**TESTO DA LEGGERE**

=-=-=

Dune è il blockbuster che ci meritiamo e del quale avevamo bisogno; grazie alla maestria della regia di Villeneuve veniamo catapultati nel mondo fittizio di Arrakis, tremendamente simile al nostro. L’umanità che lo abita non sarà la medesima alla quale siamo avvezzi, ma i suoi vizi, le sue brame ed i suoi peccati sono gli stessi ai quali siamo fin troppo assuefatti. Ecco quindi popolazioni basare la loro intera esistenza su profezie tramandate nelle generazioni, radicate nella loro cultura, intessute tra le loro carni. E per quegli stessi presagi, sono disposte a perire e a lottare, speranzosi che ciò li conduca alla salvezza (eterna?). E mentre quindi da un lato abbiamo la fede a plagiare gli animi e a corromperli nella smania del potere, dall’altra abbiamo l’abuso delle risorse, il consumo sfrenato delle potenzialità del pianeta, fino al collasso dello stesso ed al pervertimento delle coscienze. Arrakis, come la Terra, è governata solo da due forze: la fede ed il denaro, entrambe rendono l’uomo cieco e bramoso di potere. 

In questa eterna lotta a rimetterci è sempre il popolo, che trova nella fede l’unica salvezza e ciò obbliga l’eroe della vicenza, il giovane Paul (Thimotee Chalamet), a divenire lui stesso ingranaggio di questa immensa macchina corrotta. Lo spinge a nutrire la fede su cui si basano tutte le profezie su di lui, al fine di debellare il marcio che imbibisce il governo.

Dune è un film quindi altamente intriso di religione, lo è persino nella messa in scena, aulica e maestosa, che alterna primi piani del protagonista a sconfinati chilometri di mero deserto, dune silenzione e inospitali, domate unicamente dai Fremen.

=-=-=

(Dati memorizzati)

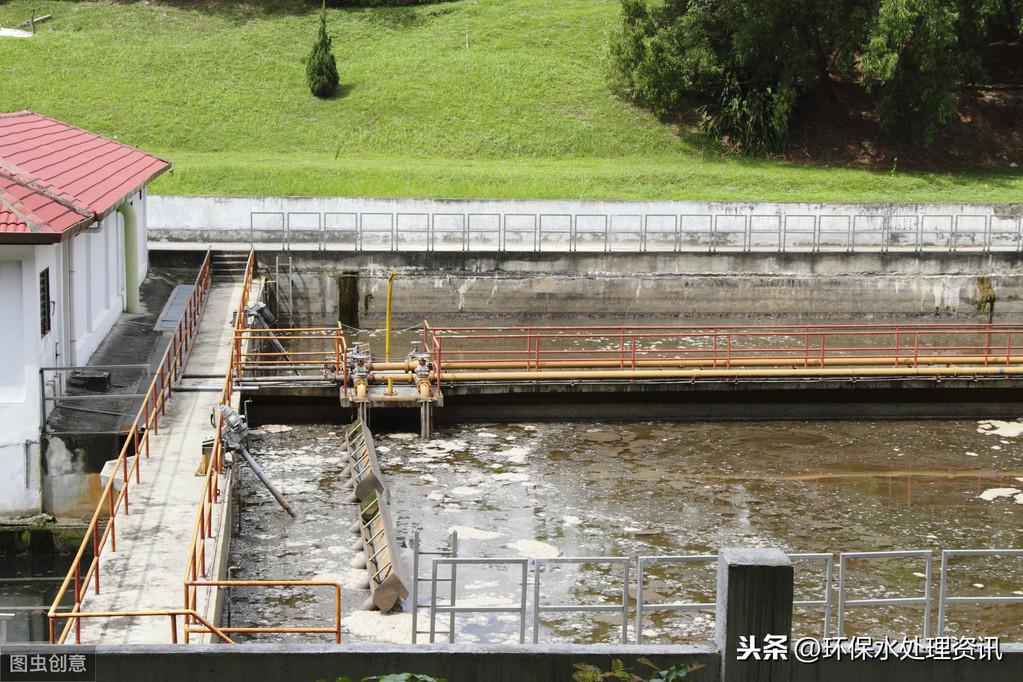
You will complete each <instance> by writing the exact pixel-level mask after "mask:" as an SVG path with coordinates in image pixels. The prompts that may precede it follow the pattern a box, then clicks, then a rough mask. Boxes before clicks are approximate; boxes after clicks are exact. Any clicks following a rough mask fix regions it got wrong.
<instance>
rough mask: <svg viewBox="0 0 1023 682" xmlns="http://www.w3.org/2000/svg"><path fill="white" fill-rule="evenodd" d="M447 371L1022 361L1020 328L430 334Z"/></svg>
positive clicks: (1014, 363) (919, 363) (979, 363)
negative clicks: (460, 370)
mask: <svg viewBox="0 0 1023 682" xmlns="http://www.w3.org/2000/svg"><path fill="white" fill-rule="evenodd" d="M424 344H425V346H426V348H427V349H428V350H429V351H430V352H431V354H432V355H433V357H434V362H435V365H436V366H437V369H438V372H437V374H438V377H440V375H441V372H442V371H443V369H447V370H449V371H455V370H456V369H459V368H462V369H464V368H478V369H494V370H498V369H502V368H504V369H522V370H527V371H535V372H541V371H544V370H550V369H565V368H577V367H579V368H581V367H601V368H607V369H619V370H635V369H643V368H647V369H649V368H657V367H662V368H700V367H708V368H731V367H749V366H779V367H791V368H811V367H813V368H824V367H830V366H843V365H848V366H874V367H885V366H891V367H898V368H919V367H922V366H934V365H941V364H949V365H955V364H961V365H962V364H970V365H1005V364H1018V363H1023V326H1021V325H1016V324H876V325H855V324H838V325H791V326H783V325H755V326H723V325H722V326H529V327H526V326H522V327H514V326H504V327H482V326H464V327H432V326H430V324H429V323H425V325H424Z"/></svg>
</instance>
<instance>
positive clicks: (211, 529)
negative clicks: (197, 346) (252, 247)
mask: <svg viewBox="0 0 1023 682" xmlns="http://www.w3.org/2000/svg"><path fill="white" fill-rule="evenodd" d="M255 268H256V254H255V252H253V251H250V252H249V260H248V262H247V263H246V272H244V276H243V279H242V284H241V298H240V301H239V303H238V309H237V311H236V313H235V317H234V332H233V336H232V338H233V342H232V346H231V355H230V360H229V362H228V367H227V371H226V372H225V374H224V385H223V389H222V390H221V394H220V402H219V403H218V407H219V406H220V405H230V404H231V400H232V398H233V397H234V377H235V374H236V363H237V359H238V357H239V355H240V348H241V346H240V344H241V342H240V332H241V330H243V329H244V328H246V308H248V306H249V289H250V288H251V287H252V280H253V273H254V271H255ZM214 421H215V423H216V431H215V433H214V440H213V450H212V452H211V454H210V456H209V459H208V461H207V463H206V475H205V478H204V479H203V492H202V493H201V496H199V503H198V509H197V510H196V512H195V522H194V525H193V527H192V538H191V544H190V545H189V548H188V559H187V562H186V565H185V577H184V594H185V603H184V607H185V609H186V610H196V606H197V601H198V598H197V596H196V590H195V586H194V583H195V582H196V581H197V580H199V579H201V578H203V577H205V576H207V575H208V571H209V566H208V563H207V555H206V541H207V540H208V539H210V538H212V537H213V511H214V505H215V504H217V502H219V501H220V475H221V473H223V471H224V453H223V445H222V443H221V439H220V434H221V430H222V429H223V427H224V418H223V416H222V415H221V414H220V410H219V409H218V410H217V413H216V417H215V419H214ZM190 627H191V623H190V619H188V617H186V620H185V642H186V643H187V642H188V633H189V628H190Z"/></svg>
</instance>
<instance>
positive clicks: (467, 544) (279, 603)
mask: <svg viewBox="0 0 1023 682" xmlns="http://www.w3.org/2000/svg"><path fill="white" fill-rule="evenodd" d="M285 428H290V429H288V430H284V431H282V433H276V434H274V433H268V431H269V430H276V429H274V428H273V427H264V430H263V431H262V433H258V434H257V436H258V438H259V439H260V441H258V442H257V443H256V444H255V450H256V452H257V453H258V457H259V459H260V461H261V462H262V463H263V464H264V465H265V466H266V468H267V470H268V472H269V473H270V475H271V478H273V479H274V480H275V481H277V482H278V483H279V484H280V486H281V488H282V489H283V490H284V492H285V495H287V497H288V499H290V500H291V501H292V503H293V504H295V506H297V507H299V508H300V510H301V511H300V518H299V519H297V520H291V519H290V518H287V517H286V515H284V514H283V513H282V512H280V510H279V509H278V508H276V506H275V503H274V502H273V500H272V499H271V498H270V497H269V495H267V494H266V492H265V491H264V490H262V489H260V488H258V486H259V484H258V482H256V480H255V478H254V476H253V475H252V474H251V472H246V475H243V476H242V485H241V487H240V495H241V505H242V520H241V533H240V535H239V536H238V537H237V538H236V539H235V542H234V546H233V548H232V559H231V560H232V563H235V564H237V565H239V566H240V567H239V570H238V571H237V573H235V576H236V577H238V578H257V577H259V578H305V579H313V578H318V579H327V578H330V579H335V580H340V581H341V582H342V583H343V584H344V585H345V587H346V589H345V594H346V598H345V618H344V624H345V629H346V637H347V638H348V639H350V640H351V639H374V638H379V639H392V640H395V641H408V638H409V635H410V618H409V616H408V615H407V613H400V615H396V616H389V617H382V616H380V615H375V613H366V612H364V611H358V612H355V611H354V608H355V606H356V605H357V604H358V603H359V602H361V600H362V599H363V598H364V596H365V594H364V593H362V592H360V591H358V590H356V589H355V585H356V584H357V582H358V579H359V578H360V576H361V575H362V574H363V572H359V571H356V570H353V569H351V567H350V565H349V563H350V561H351V558H352V557H353V556H354V552H353V551H352V550H351V549H350V548H349V547H348V545H349V544H350V543H351V541H352V539H353V538H354V536H352V535H350V533H349V531H348V526H349V525H350V524H351V522H352V521H353V520H354V518H355V512H354V507H351V506H347V505H344V504H341V500H342V498H343V497H344V493H343V492H342V491H341V490H340V482H339V480H338V474H339V473H340V469H341V468H342V466H341V457H340V455H341V452H340V448H341V443H342V441H341V438H340V436H339V434H340V430H336V427H332V426H295V427H294V428H291V427H285ZM1021 428H1023V424H1017V423H1015V422H1014V423H1012V424H1005V423H1003V422H997V423H995V424H993V425H989V424H987V423H983V422H981V423H978V422H977V421H966V420H964V421H883V422H881V421H873V422H872V421H842V422H769V423H760V422H757V423H667V422H643V423H630V424H623V423H594V422H589V423H579V422H574V423H537V424H501V425H497V424H483V425H470V426H465V427H461V428H453V429H451V428H448V429H443V430H441V431H440V433H438V434H437V438H436V439H435V440H434V441H432V442H429V443H422V442H419V441H417V440H415V439H414V438H413V437H412V436H411V435H409V434H392V435H390V436H388V435H380V437H379V440H377V446H379V447H377V452H379V454H380V459H381V465H382V468H383V470H384V473H385V476H386V478H387V482H388V485H389V486H390V495H391V503H392V508H393V509H394V516H395V522H396V526H397V530H398V535H399V536H400V537H401V538H402V539H403V540H404V541H405V542H410V538H411V536H412V534H413V532H415V531H419V532H420V534H421V537H422V544H424V545H425V546H426V547H429V548H436V547H440V546H442V545H444V544H445V543H446V542H447V539H448V536H449V532H450V531H451V530H452V529H454V530H458V532H459V545H460V551H459V554H460V555H463V556H491V557H524V556H532V557H536V556H540V557H543V556H554V555H560V556H594V555H595V556H626V557H633V558H635V557H637V556H640V555H666V554H705V553H714V552H716V551H717V549H718V548H721V547H730V546H744V547H777V548H782V549H784V550H786V551H789V552H837V551H874V550H896V549H897V550H905V549H914V550H917V549H925V550H940V549H951V548H994V547H1017V546H1019V531H1018V528H1019V524H1020V512H1021V511H1023V503H1021V502H1023V496H1021V497H1019V498H1015V497H1014V496H1013V495H1014V494H1011V495H1008V496H1003V497H998V498H995V499H993V500H985V499H982V498H981V497H979V496H980V495H981V494H982V493H983V492H984V491H986V490H989V489H996V488H1010V489H1011V488H1018V489H1023V452H1021V444H1020V441H1019V438H1020V437H1019V431H1020V430H1021ZM938 558H939V556H938V554H935V564H934V576H935V578H934V581H933V586H934V590H935V596H936V591H937V569H938ZM410 563H411V561H409V564H410ZM953 565H954V569H955V570H954V571H953V572H952V574H951V581H950V585H951V586H952V587H953V591H954V593H955V594H957V595H982V596H1003V595H1007V596H1020V595H1023V560H1021V559H1018V558H998V559H986V558H971V559H958V560H957V561H955V563H954V564H953ZM632 566H633V569H632V570H633V576H632V583H633V585H634V582H635V577H634V566H635V564H634V562H633V564H632ZM837 569H838V567H837V565H836V567H835V580H836V584H837V573H838V571H837ZM849 569H850V571H849V581H848V583H849V597H850V598H865V597H874V598H877V597H905V596H918V595H922V594H923V585H924V579H923V575H924V561H923V559H920V558H911V559H887V560H883V561H865V560H860V561H857V562H854V563H850V566H849ZM796 570H797V573H796V576H797V599H813V598H819V596H821V595H822V593H824V587H822V580H824V563H822V562H805V563H802V562H801V563H797V569H796ZM713 579H714V574H713V566H712V564H691V565H686V566H675V565H672V566H657V567H654V569H652V570H651V572H650V575H649V576H648V577H647V580H646V581H644V590H646V591H644V595H643V596H644V600H646V601H647V602H648V603H656V602H658V601H662V602H663V601H712V600H713ZM517 581H518V574H513V573H511V572H510V571H508V570H501V569H500V567H490V569H486V567H479V569H464V567H463V569H460V570H459V574H458V586H459V587H458V603H459V604H465V605H469V604H477V605H508V606H514V605H515V604H518V603H519V599H520V597H521V594H520V592H519V588H518V587H517ZM621 586H622V583H621V572H620V570H619V569H612V567H610V566H603V565H595V564H594V565H585V566H564V567H561V569H559V570H553V571H552V570H550V569H548V570H545V572H544V575H543V580H542V585H541V588H542V589H541V593H542V596H541V600H542V602H543V603H615V602H620V600H621ZM633 593H634V588H633ZM326 597H327V594H326V593H325V592H319V593H315V594H314V593H312V592H307V593H304V594H296V593H294V592H292V593H285V592H284V591H279V590H278V591H275V592H270V593H266V592H261V593H256V592H254V591H250V592H241V591H238V593H237V594H235V595H234V599H233V602H234V605H233V616H234V618H235V621H236V622H235V625H242V623H240V621H246V622H247V624H249V623H254V622H257V621H263V622H269V621H274V620H276V621H280V622H284V621H286V622H287V623H288V624H292V625H295V624H297V623H298V622H302V623H306V624H314V622H315V624H316V625H324V622H325V621H328V620H329V619H330V618H331V613H332V601H330V600H328V599H327V598H326ZM528 597H529V601H530V603H531V602H532V597H533V593H532V585H530V586H529V593H528ZM836 598H837V597H836ZM548 616H549V617H548ZM530 618H531V617H530ZM932 618H933V615H932ZM630 621H631V622H630V623H629V630H630V631H632V630H633V627H634V609H630ZM922 621H923V608H922V607H919V606H897V607H894V606H893V607H883V608H876V607H850V609H849V610H848V615H847V621H846V634H872V635H885V634H897V635H908V636H913V635H917V634H922ZM947 623H948V626H947V632H948V633H949V634H955V633H960V634H971V635H999V636H1003V637H1004V638H1007V639H1011V640H1019V639H1020V638H1021V635H1023V632H1021V630H1023V627H1021V625H1020V624H1021V623H1023V607H1019V606H987V607H972V606H960V605H957V606H953V607H950V608H949V613H948V619H947ZM542 624H543V633H542V639H544V640H552V639H560V640H563V641H576V642H597V641H614V640H615V639H616V638H618V637H619V636H620V632H621V630H620V624H621V617H620V615H617V613H609V612H605V613H599V615H585V616H582V615H567V616H562V615H558V616H551V615H547V616H544V618H543V619H542ZM831 625H832V629H833V632H834V626H835V616H834V609H833V616H832V623H831ZM422 626H424V624H422V623H421V622H420V628H421V627H422ZM712 628H713V615H712V613H710V612H707V613H687V615H675V613H668V612H663V611H662V612H655V613H653V615H651V616H649V617H648V619H646V620H644V624H643V631H644V639H646V640H647V641H649V642H663V643H668V642H694V641H703V640H706V639H708V638H709V637H710V635H711V633H712ZM821 629H822V611H821V610H819V609H810V608H807V609H802V610H801V612H799V613H797V619H796V630H797V632H799V633H800V634H814V633H819V632H821ZM457 632H458V636H457V641H462V642H471V641H508V640H517V637H518V617H517V616H510V615H500V616H478V615H466V616H459V617H458V620H457Z"/></svg>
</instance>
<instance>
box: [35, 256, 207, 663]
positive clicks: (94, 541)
mask: <svg viewBox="0 0 1023 682" xmlns="http://www.w3.org/2000/svg"><path fill="white" fill-rule="evenodd" d="M211 260H212V254H211V253H210V252H209V251H208V252H207V254H206V259H205V260H204V261H203V266H202V267H201V268H199V271H198V274H197V275H196V277H195V285H194V288H193V289H192V293H191V295H190V297H189V298H188V303H187V304H186V305H185V310H184V312H183V313H182V316H181V320H180V321H179V322H178V325H177V327H175V329H174V334H173V336H172V337H171V340H170V343H169V344H168V347H167V350H166V351H165V352H164V355H163V358H162V359H161V361H160V364H159V367H158V369H157V372H155V374H154V375H153V377H152V380H151V381H150V382H149V388H148V390H147V391H146V393H145V397H144V398H143V399H142V404H141V405H140V406H139V408H138V411H137V412H136V414H135V419H134V421H133V422H132V425H131V426H130V427H129V429H128V434H127V438H126V439H125V444H124V447H122V448H121V452H120V453H119V454H118V458H117V460H116V461H117V464H116V466H115V473H112V475H110V478H109V481H107V482H106V485H105V486H103V490H102V492H101V493H100V495H99V500H98V502H97V504H96V509H95V511H93V513H92V517H91V519H90V520H89V526H88V528H87V529H86V533H85V537H84V538H83V539H82V544H81V546H80V547H79V550H78V552H77V553H76V555H75V558H74V559H73V560H72V563H71V567H69V570H68V575H66V577H65V578H64V580H63V582H62V583H61V585H60V588H59V589H58V590H57V593H56V595H55V596H54V598H53V602H52V604H51V605H50V609H49V611H48V615H47V616H48V619H49V628H50V637H49V639H50V643H54V644H57V643H61V644H62V643H63V642H64V641H65V640H66V638H68V635H69V634H70V632H71V629H72V627H73V626H74V629H75V641H76V643H80V642H81V637H82V618H85V617H83V616H80V613H81V612H82V603H83V601H84V600H85V597H86V593H87V591H88V588H89V585H90V583H91V585H92V588H93V590H94V591H95V593H96V594H99V590H100V560H101V558H102V554H103V550H104V549H105V548H106V544H107V540H109V547H110V550H112V551H117V517H118V514H119V513H120V512H121V511H124V513H125V514H128V511H129V491H130V489H131V480H132V479H133V478H134V480H135V483H136V484H140V483H141V470H140V463H141V461H142V459H143V458H145V459H148V457H149V438H150V434H159V433H160V415H161V414H164V413H166V411H167V401H168V400H169V399H170V397H171V395H172V393H173V391H174V389H173V387H174V384H175V383H176V382H177V381H178V379H179V378H180V377H181V374H182V372H183V370H184V366H185V362H186V359H187V356H188V354H189V353H190V351H191V348H192V345H193V343H194V338H195V334H196V333H197V332H198V324H199V320H201V318H202V316H203V311H204V310H205V309H206V303H207V300H208V299H209V294H210V265H211ZM129 453H132V454H129ZM129 460H131V461H130V462H129ZM117 471H120V472H121V474H122V478H121V483H122V485H121V486H120V491H119V492H118V488H117V487H116V486H115V484H116V481H117V473H116V472H117ZM101 520H105V525H104V526H103V528H102V529H100V521H101ZM90 549H91V553H92V558H91V560H89V563H88V566H87V567H86V569H85V571H84V573H83V565H82V564H83V562H84V561H85V556H86V553H87V552H88V551H89V550H90ZM70 589H74V602H73V604H72V607H71V609H70V610H66V611H61V610H60V606H61V602H62V601H63V598H64V595H65V594H68V591H69V590H70ZM96 618H98V617H96ZM60 619H65V623H64V626H63V628H62V629H61V630H60V631H59V633H58V632H57V622H58V621H59V620H60Z"/></svg>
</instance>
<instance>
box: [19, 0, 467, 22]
mask: <svg viewBox="0 0 1023 682" xmlns="http://www.w3.org/2000/svg"><path fill="white" fill-rule="evenodd" d="M64 1H65V2H70V3H77V2H89V1H92V0H64ZM454 1H456V0H327V3H326V6H327V7H330V8H333V9H387V10H394V12H396V13H397V15H394V13H393V12H384V14H385V15H384V16H382V20H383V21H384V22H388V24H391V25H392V26H406V25H407V26H414V24H415V21H416V20H417V19H416V18H415V16H414V15H415V12H413V11H411V10H412V9H413V8H414V7H417V6H422V5H434V4H443V3H447V2H454ZM5 2H6V0H0V5H3V4H4V3H5ZM113 2H114V3H116V4H122V5H135V4H146V5H166V6H168V7H174V8H176V9H182V10H189V11H199V12H205V13H209V14H216V15H218V16H221V17H223V18H227V19H230V20H233V21H238V22H243V21H248V20H250V19H253V18H260V17H271V16H288V15H292V16H302V15H306V14H314V13H316V12H318V11H319V9H320V0H113ZM403 13H407V14H408V16H402V14H403ZM424 20H425V19H424Z"/></svg>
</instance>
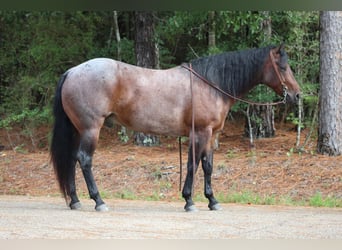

=-=-=

**OBIETTIVO DEL COMPITO**
Per favore, trascrivi per intero la recensione di Dune riportata sopra, senza cambiare nulla.

**SEZIONE RISPOSTA**
Dune è il blockbuster che ci meritiamo e del quale avevamo bisogno; grazie alla maestria della regia di Villeneuve veniamo catapultati nel mondo fittizio di Arrakis, tremendamente simile al nostro. L’umanità che lo abita non sarà la medesima alla quale siamo avvezzi, ma i suoi vizi, le sue brame ed i suoi peccati sono gli stessi ai quali siamo fin troppo assuefatti. Ecco quindi popolazioni basare la loro intera esistenza su profezie tramandate nelle generazioni, radicate nella loro cultura, intessute tra le loro carni. E per quegli stessi presagi, sono disposte a perire e a lottare, speranzosi che ciò li conduca alla salvezza (eterna?). E mentre quindi da un lato abbiamo la fede a plagiare gli animi e a corromperli nella smania del potere, dall’altra abbiamo l’abuso delle risorse, il consumo sfrenato delle potenzialità del pianeta, fino al collasso dello stesso ed al pervertimento delle coscienze. Arrakis, come la Terra, è governata solo da due forze: la fede ed il denaro, entrambe rendono l’uomo cieco e bramoso di potere. 

In questa eterna lotta a rimetterci è sempre il popolo, che trova nella fede l’unica salvezza e ciò obbliga l’eroe della vicenza, il giovane Paul (Thimotee Chalamet), a divenire lui stesso ingranaggio di questa immensa macchina corrotta. Lo spinge a nutrire la fede su cui si basano tutte le profezie su di lui, al fine di debellare il marcio che imbibisce il governo.

Dune è un film quindi altamente intriso di religione, lo è persino nella messa in scena, aulica e maestosa, che alterna primi piani del protagonista a sconfinati chilometri di mero deserto, dune silenzione e inospitali, domate unicamente dai Fremen.